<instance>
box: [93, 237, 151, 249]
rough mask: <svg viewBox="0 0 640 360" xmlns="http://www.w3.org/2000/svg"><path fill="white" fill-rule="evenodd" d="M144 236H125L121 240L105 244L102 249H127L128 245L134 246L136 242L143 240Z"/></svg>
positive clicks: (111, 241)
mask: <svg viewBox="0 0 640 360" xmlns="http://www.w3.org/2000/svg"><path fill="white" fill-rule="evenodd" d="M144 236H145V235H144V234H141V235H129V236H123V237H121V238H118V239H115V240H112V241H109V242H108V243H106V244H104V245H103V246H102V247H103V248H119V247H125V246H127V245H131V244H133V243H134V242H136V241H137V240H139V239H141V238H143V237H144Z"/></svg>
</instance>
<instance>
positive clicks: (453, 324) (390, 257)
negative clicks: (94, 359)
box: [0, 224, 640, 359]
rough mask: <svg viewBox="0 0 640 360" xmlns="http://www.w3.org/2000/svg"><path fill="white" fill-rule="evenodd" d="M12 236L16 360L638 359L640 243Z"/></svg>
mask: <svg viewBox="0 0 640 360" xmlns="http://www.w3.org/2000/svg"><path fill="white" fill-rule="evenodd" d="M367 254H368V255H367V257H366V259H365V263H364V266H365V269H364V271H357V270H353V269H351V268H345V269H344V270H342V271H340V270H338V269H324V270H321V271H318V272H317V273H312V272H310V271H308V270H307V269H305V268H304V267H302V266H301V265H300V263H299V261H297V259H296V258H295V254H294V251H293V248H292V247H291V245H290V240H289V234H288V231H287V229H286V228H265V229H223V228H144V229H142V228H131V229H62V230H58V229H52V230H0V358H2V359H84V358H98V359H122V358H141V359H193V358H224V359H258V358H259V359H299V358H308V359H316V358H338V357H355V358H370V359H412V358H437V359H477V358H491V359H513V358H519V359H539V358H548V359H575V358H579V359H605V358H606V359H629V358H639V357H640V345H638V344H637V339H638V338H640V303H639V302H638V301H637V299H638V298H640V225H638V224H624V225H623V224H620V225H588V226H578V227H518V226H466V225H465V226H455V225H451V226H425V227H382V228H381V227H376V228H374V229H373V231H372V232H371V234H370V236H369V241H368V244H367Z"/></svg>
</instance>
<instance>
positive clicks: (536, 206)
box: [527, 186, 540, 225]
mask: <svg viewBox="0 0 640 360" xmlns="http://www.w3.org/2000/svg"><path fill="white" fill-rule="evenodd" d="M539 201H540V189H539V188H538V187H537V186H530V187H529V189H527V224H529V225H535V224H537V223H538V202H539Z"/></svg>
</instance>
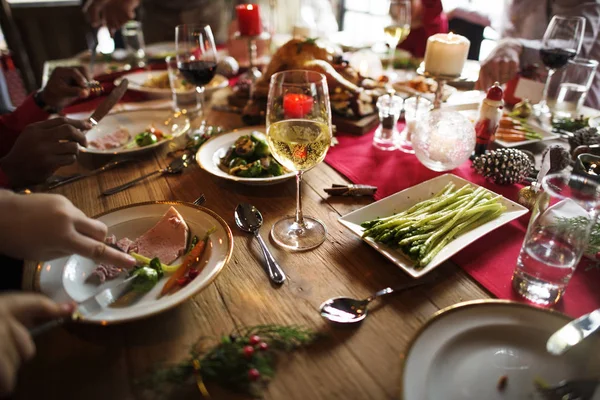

•••

Switch every "rough mask" in the data above to "coarse mask" and give all the lines again with nothing else changed. Leave out the pictures.

EXERCISE RESULT -
<instance>
box: [93, 237, 151, 249]
coarse mask: <svg viewBox="0 0 640 360" xmlns="http://www.w3.org/2000/svg"><path fill="white" fill-rule="evenodd" d="M144 236H125L121 240L105 244L102 249H127L128 245L134 246L136 242L143 240Z"/></svg>
positive clicks: (111, 241)
mask: <svg viewBox="0 0 640 360" xmlns="http://www.w3.org/2000/svg"><path fill="white" fill-rule="evenodd" d="M144 236H145V235H144V234H141V235H129V236H123V237H121V238H118V239H115V240H112V241H109V242H108V243H106V244H104V245H103V246H102V247H103V248H119V247H125V246H127V245H131V244H133V243H134V242H136V241H137V240H139V239H141V238H143V237H144Z"/></svg>
</instance>
<instance>
positive clicks: (453, 324) (390, 257)
negative clicks: (94, 359)
box: [0, 224, 640, 359]
coarse mask: <svg viewBox="0 0 640 360" xmlns="http://www.w3.org/2000/svg"><path fill="white" fill-rule="evenodd" d="M12 236L16 360L638 359L640 243Z"/></svg>
mask: <svg viewBox="0 0 640 360" xmlns="http://www.w3.org/2000/svg"><path fill="white" fill-rule="evenodd" d="M367 254H368V255H367V257H366V259H365V263H364V266H365V269H364V271H357V270H353V269H351V268H345V269H344V270H342V271H340V270H338V269H324V270H321V271H318V272H317V273H312V272H310V271H308V270H307V269H305V268H304V267H302V266H301V265H300V263H299V261H297V259H296V258H295V254H294V251H293V248H292V247H291V245H290V240H289V234H288V231H287V229H286V228H265V229H223V228H144V229H142V228H131V229H62V230H58V229H52V230H0V358H2V359H84V358H98V359H122V358H141V359H193V358H224V359H258V358H259V359H299V358H308V359H316V358H338V357H355V358H370V359H412V358H437V359H477V358H491V359H513V358H519V359H539V358H548V359H575V358H579V359H605V358H606V359H629V358H639V357H640V345H638V344H637V339H638V338H640V303H639V302H638V301H637V299H638V298H640V225H638V224H624V225H623V224H620V225H588V226H578V227H518V226H466V225H465V226H455V225H451V226H425V227H382V228H381V227H376V228H374V229H373V231H372V232H371V234H370V236H369V241H368V244H367Z"/></svg>
</instance>
<instance>
positive clicks: (536, 206)
box: [527, 186, 540, 225]
mask: <svg viewBox="0 0 640 360" xmlns="http://www.w3.org/2000/svg"><path fill="white" fill-rule="evenodd" d="M539 201H540V189H539V188H538V187H537V186H530V187H529V189H527V224H529V225H535V224H537V223H538V202H539Z"/></svg>
</instance>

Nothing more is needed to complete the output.